### REQUEST
Restate the entries word for word, omitting nothing.

[Stored data entries]
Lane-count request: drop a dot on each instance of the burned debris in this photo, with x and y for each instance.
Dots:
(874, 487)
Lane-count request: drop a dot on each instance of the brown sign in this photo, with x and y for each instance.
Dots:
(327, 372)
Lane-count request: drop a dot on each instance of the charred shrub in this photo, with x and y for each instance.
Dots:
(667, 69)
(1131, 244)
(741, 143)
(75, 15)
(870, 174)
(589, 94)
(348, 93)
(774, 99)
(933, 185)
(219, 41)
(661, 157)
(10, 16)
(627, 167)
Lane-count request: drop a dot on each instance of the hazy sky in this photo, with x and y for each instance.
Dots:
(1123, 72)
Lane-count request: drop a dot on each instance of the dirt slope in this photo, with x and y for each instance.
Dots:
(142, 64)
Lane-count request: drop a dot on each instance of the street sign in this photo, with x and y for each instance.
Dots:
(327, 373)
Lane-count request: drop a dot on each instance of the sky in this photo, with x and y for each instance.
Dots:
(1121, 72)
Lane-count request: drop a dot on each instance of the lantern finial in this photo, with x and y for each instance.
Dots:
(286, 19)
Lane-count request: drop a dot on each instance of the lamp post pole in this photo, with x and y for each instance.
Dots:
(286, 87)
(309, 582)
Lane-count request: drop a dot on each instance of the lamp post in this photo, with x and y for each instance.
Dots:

### ANSWER TO THIS TASK
Lane-count request: drop a dot on each instance of the burned debris in this photo, with x and y for each instance.
Dots:
(874, 487)
Lane-count request: drop a dot on each instance of the brown sign in this photo, with x and y for each instance.
Dots:
(327, 372)
Lane-count request: drop a dot on each instance of the charred shrub in this photo, with x and y for each instance.
Dots:
(667, 69)
(1131, 244)
(741, 143)
(75, 15)
(870, 174)
(589, 94)
(348, 93)
(774, 99)
(933, 185)
(219, 41)
(661, 157)
(10, 16)
(627, 167)
Lane-count request: drop a dot on each instance of the hazy sky in this photo, with x and y for each instance.
Dots:
(1123, 72)
Lane-count request: drop a dot on each instance of the dirt slope in this photo, with x and y for each instance.
Dots:
(142, 64)
Lane-count request: drop a dot on each instance of the street sign in this photo, with x and y for each instance.
Dots:
(327, 373)
Lane-count request: drop a dot on each instance of the sky in this photo, with x and y for each instance.
Dots:
(1121, 72)
Lane-count request: drop a dot on each instance of the lantern finial in this photo, with x and y for each instance.
Dots:
(286, 19)
Lane-count request: drop a dot on each instance of the lamp post pole in this photo, with x and y for each instance.
Dots:
(286, 87)
(309, 582)
Lane-count request: drop a dot on each instance of the lamp post in this photo, with x and y for each instance.
Dots:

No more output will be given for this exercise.